Material shown below:
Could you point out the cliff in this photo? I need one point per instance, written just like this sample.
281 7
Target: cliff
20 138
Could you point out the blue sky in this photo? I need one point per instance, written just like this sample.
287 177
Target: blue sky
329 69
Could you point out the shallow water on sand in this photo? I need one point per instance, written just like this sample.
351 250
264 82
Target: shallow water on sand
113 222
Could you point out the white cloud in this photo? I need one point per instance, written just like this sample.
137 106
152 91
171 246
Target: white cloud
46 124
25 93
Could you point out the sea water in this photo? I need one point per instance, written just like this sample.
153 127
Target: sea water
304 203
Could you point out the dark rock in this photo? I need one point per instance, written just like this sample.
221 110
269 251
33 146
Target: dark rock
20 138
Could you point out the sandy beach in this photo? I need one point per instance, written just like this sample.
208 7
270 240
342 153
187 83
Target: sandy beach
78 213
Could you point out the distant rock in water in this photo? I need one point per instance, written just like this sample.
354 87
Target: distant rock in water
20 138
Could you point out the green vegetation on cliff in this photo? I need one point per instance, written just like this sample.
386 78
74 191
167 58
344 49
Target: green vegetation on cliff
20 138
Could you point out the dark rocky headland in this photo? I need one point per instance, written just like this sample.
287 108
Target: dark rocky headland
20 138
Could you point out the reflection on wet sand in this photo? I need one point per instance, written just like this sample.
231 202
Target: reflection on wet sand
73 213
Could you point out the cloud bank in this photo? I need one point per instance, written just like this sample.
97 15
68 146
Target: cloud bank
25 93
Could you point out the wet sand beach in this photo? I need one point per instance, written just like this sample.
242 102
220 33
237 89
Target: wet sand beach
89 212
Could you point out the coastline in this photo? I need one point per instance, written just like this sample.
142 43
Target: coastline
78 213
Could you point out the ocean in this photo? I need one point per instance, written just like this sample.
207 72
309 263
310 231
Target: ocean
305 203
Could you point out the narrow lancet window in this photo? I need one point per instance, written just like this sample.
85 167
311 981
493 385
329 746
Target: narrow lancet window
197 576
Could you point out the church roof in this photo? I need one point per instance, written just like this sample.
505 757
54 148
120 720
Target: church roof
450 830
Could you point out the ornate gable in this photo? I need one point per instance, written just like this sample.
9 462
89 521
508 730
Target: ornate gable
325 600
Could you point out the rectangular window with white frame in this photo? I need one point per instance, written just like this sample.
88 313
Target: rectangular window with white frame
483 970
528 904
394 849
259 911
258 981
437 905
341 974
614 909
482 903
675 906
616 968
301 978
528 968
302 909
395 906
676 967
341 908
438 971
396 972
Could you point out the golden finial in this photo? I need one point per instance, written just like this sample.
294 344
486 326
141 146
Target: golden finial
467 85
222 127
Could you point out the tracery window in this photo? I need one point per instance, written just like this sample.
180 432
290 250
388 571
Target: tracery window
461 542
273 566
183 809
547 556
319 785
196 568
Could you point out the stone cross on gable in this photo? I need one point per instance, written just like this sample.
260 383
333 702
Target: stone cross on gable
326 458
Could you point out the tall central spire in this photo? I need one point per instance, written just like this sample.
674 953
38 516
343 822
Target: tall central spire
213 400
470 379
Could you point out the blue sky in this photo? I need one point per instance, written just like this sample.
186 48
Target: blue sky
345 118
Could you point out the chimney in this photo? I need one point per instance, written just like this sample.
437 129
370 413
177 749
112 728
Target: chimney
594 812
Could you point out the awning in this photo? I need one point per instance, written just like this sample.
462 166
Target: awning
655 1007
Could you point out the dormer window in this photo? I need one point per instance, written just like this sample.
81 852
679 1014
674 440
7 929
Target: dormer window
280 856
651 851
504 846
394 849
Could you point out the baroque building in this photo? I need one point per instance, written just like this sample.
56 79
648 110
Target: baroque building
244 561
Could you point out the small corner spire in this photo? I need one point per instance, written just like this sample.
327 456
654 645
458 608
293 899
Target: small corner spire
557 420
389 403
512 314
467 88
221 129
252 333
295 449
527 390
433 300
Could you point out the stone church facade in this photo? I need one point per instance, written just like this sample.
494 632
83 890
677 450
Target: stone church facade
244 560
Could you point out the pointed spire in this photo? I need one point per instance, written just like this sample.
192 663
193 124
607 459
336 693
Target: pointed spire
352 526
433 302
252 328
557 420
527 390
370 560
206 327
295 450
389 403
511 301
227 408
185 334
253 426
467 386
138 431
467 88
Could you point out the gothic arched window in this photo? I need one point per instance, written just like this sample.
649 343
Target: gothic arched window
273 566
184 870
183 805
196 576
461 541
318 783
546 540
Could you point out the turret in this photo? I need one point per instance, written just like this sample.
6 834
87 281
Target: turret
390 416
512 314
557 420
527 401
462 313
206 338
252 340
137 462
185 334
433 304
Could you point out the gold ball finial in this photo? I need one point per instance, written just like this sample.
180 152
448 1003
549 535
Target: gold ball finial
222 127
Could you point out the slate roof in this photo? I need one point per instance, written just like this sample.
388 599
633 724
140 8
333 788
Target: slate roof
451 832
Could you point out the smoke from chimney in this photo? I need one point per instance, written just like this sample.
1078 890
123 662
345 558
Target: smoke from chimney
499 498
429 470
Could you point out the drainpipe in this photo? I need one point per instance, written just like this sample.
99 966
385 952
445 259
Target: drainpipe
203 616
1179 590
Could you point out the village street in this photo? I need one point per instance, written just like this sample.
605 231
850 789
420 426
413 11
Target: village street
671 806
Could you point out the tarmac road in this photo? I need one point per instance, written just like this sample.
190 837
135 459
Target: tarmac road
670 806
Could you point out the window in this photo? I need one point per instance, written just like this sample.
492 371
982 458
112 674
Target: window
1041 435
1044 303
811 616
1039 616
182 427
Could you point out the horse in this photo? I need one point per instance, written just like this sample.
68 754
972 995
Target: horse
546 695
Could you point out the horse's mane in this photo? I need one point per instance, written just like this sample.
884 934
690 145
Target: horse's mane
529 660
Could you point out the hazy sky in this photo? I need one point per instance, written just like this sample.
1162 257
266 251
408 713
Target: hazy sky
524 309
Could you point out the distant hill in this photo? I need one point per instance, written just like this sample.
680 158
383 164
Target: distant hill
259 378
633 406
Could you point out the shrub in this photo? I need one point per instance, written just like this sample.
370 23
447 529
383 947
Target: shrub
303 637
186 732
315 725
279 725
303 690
End of Material shown.
Task objective
Give the material again in full, exactly as it appears above.

Task result
Could you point out the cliff in this photo? I need one point per instance, written just like this sample.
281 7
Target: cliff
20 138
Could you point out the blue sky in this photo? I need one point per instance, written just like this sample.
287 177
Target: blue sky
329 69
Could you point out the shallow water on sand in this photo? I need one point per instance, written just like this sample.
351 250
264 82
Target: shallow water on sand
113 222
Could you point out the white cloud in this photo? I need one point per instance, written just like this sample.
137 106
152 91
171 246
Target: white cloud
46 124
25 93
Could you point out the sea water in this photo? I need one point per instance, written just like this sample.
153 127
Target: sea water
304 203
Could you point out the dark rock in this photo? I need one point per instance, written just like this sample.
221 110
269 251
33 146
Target: dark rock
20 138
Could you point out the sandy beach in this photo? I need one point per instance, written just like this sample.
208 7
270 240
342 153
187 83
Target: sandy beach
78 213
Could you point out the distant rock in water in this photo? I need one point per instance, written just like this sample.
354 87
Target: distant rock in water
20 138
Could you point out the green vegetation on cliff in this photo? I need one point per instance, written just like this sample.
386 78
74 191
167 58
344 49
Target: green vegetation on cliff
20 138
Could you point out the dark rocky headland in this photo? I need one point per instance, written just like this sample.
287 108
Target: dark rocky headland
20 138
Could you point out the reflection on wet sand in this photo? I need one point per instance, written just like this sample.
231 202
Target: reflection on wet sand
73 213
Could you point out the cloud bank in this photo? I need one point per instance, written just like this sample.
97 15
68 146
Target: cloud bank
25 93
Could you point out the wet sand beach in this photo? I need one point per instance, written just like this sample.
242 102
220 33
237 89
Target: wet sand beach
89 212
Could you point out the coastline in this photo? I need one point per instance, written just like this sample.
142 43
Target: coastline
78 213
Could you point out the ocean in this photo? I need one point per instance, written just like this sample.
207 72
309 263
310 231
Target: ocean
305 203
Could you point out the narrow lancet window in this photo? I need one point per instance, written just like this sample.
85 167
311 981
493 385
329 746
Target: narrow lancet window
197 576
Could you point out the church roof in this photo? I need one point per instance, written just like this sample.
505 757
54 148
120 720
Target: church roof
450 830
Could you point out the ornate gable in this photo? I need one point per instance, written just like this sample.
9 462
89 521
508 730
Target: ornate gable
325 600
Could you point out the rectangular window with white frame in this photo? I need one point per instance, written just like this sample.
88 313
Target: rectangular window with white frame
483 970
528 904
394 849
259 911
258 981
437 905
341 974
614 909
482 903
675 906
616 968
301 978
528 968
302 909
395 906
676 967
341 908
438 971
396 972
Could you point out the golden finial in this photo? I need one point per instance, written just like this sample.
294 344
486 326
141 146
Target: golden finial
467 85
222 127
Could you point out the tracery window in this photo? I need one point per instance, written just like this sample.
180 432
290 250
388 571
Target: tracery window
461 542
273 566
183 809
547 556
319 785
196 568
Could you point out the stone cross on gable in this photo? I need one point per instance, written just like this sample.
260 383
333 702
Target: stone cross on gable
326 458
Could you point out the tall central spire in this photo? I need one point per instance, written just like this sample.
674 953
38 516
343 822
Target: tall central spire
213 400
470 379
Could you point out the blue sky in this photo? I need one point per instance, written just like this sample.
186 48
Target: blue sky
345 118
Could you point out the chimney in this photo? I need one point per instance, written just like this sample.
437 129
370 413
177 749
112 728
Target: chimney
594 812
Could you point out the awning in this photo? I need one point per instance, written just like this sample.
462 166
Target: awning
655 1007
Could you point out the dormer window in this photo? I need one point per instance, written just like this sample.
81 852
679 1014
674 440
7 929
Target: dormer window
280 856
651 851
504 846
394 849
Could you point out the baroque building in this photo? I need one point per instance, written just like this sample.
56 79
648 110
Target: baroque building
244 561
Could you point out the small corner spire in this photo? I need one point per instance, written just like this sample.
327 456
654 645
458 608
293 899
Target: small corner spire
557 420
389 403
512 314
467 88
221 129
252 333
295 449
527 390
433 300
Could you point out the stone church facade in this photo? I need one point per instance, written just like this sample.
494 632
83 890
677 450
Target: stone church facade
244 560
Could you point out the pointed spire in this photo? I need one point per instance, written just like this sample.
192 663
193 124
607 459
336 693
Target: pointed spire
352 526
433 302
252 328
557 420
527 390
370 560
206 327
295 450
389 403
511 301
227 408
185 334
253 426
467 386
138 431
467 88
Could you point out the gothic arched window in this photo? I need one point per instance, written just like this sample.
649 343
Target: gothic arched window
273 566
184 870
183 805
196 576
461 541
318 783
546 540
Could you point out the turret in this photo? I need one point per instance, written just like this sample.
6 834
87 281
Target: turret
390 416
512 314
557 420
527 401
462 313
206 338
252 340
137 462
185 334
433 304
Could you point out the gold ball finial in this photo? I need one point per instance, written just like this sample.
180 152
448 1003
549 535
Target: gold ball finial
222 127
Could you point out the slate roof in this photo? I need one point per instance, written just like this sample.
388 599
633 724
140 8
333 788
Target: slate roof
451 832
Could you point out the smoke from chimney in this photo? I need one point per instance, written just like this sample.
1078 890
123 662
345 558
Target: smoke from chimney
499 498
429 470
Could you point out the drainpipe in this photo? I need one point per instance, written just like this sample.
99 966
385 952
445 259
Target: drainpipe
203 616
1179 590
Could you point out the village street in this photo? I need one point per instance, written just like this sample.
605 231
850 789
420 426
413 11
Target: village street
671 806
Could you point out the tarmac road in this photo? I need one point per instance, written just like this sample.
190 837
135 459
Target: tarmac road
670 806
Could you point out the window in this photo? I need one point per instance, written just like this sample.
492 371
982 458
112 674
Target: window
1041 435
1044 303
811 616
1039 616
182 427
Could you point out the horse in this photo? I need one point per instance, written just like this sample.
68 754
972 995
Target: horse
546 695
Could you point out the horse's mane in this photo? I need one point per instance, written just like this sample.
884 934
690 145
Target: horse's mane
529 660
Could you point out the hazy sky in this photo? I need one point per instance, written just like this sample.
1162 257
266 251
408 713
Target: hazy sky
524 309
Could you point out the distant hill in this photo? I need one point per instance, written just like this sample.
680 158
383 164
Target: distant hill
259 378
633 406
Could you point out the shrub in this photo? I need one point per instance, written just like this sample.
370 23
447 529
383 947
Target: shrub
303 637
186 732
315 725
279 725
303 690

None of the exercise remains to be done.